— Your goal —
Scan the entries that follow for the word "wooden", then report every line in which it appears.

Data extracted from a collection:
• • • • • • •
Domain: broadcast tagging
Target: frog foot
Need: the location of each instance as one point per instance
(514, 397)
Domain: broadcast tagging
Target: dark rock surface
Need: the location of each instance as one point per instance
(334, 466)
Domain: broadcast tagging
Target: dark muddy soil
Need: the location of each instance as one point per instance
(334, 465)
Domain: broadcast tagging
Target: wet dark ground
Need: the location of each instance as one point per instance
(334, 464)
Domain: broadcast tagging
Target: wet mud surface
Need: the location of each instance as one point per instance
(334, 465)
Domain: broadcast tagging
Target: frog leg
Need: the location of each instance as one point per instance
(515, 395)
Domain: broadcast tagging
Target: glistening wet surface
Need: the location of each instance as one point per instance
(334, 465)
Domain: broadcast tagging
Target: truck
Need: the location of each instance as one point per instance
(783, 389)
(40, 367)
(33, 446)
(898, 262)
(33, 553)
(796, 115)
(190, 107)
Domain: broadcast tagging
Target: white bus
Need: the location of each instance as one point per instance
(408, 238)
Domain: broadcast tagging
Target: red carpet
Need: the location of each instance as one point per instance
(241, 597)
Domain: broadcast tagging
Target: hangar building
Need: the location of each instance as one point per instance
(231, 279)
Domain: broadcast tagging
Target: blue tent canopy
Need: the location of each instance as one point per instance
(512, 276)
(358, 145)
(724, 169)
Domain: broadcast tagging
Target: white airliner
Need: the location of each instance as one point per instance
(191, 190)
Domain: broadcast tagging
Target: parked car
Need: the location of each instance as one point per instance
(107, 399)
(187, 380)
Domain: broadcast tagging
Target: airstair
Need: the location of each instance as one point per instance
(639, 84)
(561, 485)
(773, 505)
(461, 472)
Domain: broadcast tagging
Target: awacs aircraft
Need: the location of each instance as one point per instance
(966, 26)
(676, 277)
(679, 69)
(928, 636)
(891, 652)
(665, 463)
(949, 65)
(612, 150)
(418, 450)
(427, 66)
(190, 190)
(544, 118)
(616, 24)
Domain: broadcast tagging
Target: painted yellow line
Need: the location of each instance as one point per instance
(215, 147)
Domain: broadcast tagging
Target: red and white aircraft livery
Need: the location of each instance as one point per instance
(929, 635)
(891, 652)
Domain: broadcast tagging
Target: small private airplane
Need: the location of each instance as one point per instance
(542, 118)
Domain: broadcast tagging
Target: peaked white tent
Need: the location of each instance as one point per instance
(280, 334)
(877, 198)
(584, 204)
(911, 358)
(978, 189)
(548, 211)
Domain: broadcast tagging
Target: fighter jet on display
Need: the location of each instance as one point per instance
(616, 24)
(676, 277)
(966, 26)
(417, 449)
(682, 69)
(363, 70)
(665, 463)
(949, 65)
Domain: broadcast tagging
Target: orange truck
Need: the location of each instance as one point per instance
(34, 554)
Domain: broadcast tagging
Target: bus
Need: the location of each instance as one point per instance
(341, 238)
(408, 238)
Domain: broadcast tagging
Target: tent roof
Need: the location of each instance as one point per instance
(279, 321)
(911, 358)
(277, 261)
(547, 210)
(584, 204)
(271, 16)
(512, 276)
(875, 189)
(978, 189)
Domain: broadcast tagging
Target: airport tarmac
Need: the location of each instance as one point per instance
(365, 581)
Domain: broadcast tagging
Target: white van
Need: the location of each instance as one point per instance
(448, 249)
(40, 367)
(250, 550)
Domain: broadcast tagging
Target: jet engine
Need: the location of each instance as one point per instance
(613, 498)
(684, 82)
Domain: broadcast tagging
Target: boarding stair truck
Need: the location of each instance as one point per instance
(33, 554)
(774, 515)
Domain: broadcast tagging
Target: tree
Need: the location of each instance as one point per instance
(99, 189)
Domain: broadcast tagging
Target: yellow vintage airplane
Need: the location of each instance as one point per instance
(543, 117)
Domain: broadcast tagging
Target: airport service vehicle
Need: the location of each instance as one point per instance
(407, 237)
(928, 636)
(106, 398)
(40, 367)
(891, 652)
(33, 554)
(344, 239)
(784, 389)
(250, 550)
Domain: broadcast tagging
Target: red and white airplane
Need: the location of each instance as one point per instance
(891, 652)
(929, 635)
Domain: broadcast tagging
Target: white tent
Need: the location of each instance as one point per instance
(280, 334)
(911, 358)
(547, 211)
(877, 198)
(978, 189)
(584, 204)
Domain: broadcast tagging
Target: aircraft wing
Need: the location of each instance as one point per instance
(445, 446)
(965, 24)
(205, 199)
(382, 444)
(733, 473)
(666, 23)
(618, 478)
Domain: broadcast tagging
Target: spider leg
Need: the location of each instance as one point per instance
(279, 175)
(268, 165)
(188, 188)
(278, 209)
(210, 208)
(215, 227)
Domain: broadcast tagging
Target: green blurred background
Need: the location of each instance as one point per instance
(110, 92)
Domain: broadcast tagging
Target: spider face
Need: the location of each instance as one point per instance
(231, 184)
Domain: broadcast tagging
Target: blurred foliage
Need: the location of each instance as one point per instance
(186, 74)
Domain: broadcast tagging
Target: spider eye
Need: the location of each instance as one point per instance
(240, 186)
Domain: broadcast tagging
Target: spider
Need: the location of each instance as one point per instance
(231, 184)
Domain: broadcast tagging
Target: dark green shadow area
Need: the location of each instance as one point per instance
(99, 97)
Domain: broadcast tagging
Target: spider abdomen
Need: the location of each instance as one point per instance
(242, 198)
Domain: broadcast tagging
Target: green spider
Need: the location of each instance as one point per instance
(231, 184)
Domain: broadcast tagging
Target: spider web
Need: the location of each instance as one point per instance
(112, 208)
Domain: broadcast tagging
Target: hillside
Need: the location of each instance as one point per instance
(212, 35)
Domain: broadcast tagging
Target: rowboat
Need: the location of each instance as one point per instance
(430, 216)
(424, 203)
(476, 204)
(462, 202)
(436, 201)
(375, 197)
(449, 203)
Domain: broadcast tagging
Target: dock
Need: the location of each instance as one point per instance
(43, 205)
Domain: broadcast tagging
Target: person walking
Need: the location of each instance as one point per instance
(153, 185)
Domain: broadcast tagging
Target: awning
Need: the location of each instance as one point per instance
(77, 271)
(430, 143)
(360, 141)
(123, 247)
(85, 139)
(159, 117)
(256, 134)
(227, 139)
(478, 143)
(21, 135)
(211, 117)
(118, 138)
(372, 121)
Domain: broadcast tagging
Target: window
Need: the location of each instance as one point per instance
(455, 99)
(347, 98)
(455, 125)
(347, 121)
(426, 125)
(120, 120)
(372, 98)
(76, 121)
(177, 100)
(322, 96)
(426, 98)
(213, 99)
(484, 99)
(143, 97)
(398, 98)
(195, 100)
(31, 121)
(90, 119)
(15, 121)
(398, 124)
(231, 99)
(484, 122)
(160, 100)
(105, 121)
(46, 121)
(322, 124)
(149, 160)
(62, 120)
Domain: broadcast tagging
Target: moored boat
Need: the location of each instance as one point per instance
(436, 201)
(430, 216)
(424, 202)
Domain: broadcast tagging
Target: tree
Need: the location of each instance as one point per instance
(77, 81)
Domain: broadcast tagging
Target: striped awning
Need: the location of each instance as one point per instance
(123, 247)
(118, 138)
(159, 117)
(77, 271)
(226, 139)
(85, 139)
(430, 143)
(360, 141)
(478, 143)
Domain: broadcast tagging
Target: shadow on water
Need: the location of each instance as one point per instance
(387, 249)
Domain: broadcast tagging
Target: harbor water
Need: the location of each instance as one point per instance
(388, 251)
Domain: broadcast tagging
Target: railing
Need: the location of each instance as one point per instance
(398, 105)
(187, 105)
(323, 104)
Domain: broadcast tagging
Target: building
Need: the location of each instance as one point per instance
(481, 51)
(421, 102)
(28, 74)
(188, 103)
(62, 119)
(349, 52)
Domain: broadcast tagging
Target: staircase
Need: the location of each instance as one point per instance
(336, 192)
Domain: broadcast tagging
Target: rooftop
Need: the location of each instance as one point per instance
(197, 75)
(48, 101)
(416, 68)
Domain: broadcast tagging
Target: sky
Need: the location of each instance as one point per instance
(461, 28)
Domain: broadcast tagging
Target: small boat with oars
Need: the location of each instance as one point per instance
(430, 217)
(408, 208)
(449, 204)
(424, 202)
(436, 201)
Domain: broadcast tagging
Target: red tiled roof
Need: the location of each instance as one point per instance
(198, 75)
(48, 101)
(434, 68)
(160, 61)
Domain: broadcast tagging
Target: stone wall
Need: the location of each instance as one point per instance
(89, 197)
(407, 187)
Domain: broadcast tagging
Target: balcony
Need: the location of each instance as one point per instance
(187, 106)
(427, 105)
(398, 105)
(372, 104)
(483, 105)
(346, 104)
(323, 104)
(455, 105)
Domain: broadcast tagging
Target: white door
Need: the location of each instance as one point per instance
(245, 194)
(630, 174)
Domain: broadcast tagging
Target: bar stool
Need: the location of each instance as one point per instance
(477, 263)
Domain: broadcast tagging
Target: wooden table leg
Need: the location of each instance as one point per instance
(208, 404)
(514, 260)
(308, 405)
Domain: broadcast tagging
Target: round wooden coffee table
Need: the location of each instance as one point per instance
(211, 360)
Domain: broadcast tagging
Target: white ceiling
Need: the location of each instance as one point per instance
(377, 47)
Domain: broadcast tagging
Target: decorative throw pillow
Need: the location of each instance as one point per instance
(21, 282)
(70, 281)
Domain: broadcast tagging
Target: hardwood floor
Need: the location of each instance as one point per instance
• • • • • • •
— Result for this task —
Target: wooden table leg
Target: round wooden coffee table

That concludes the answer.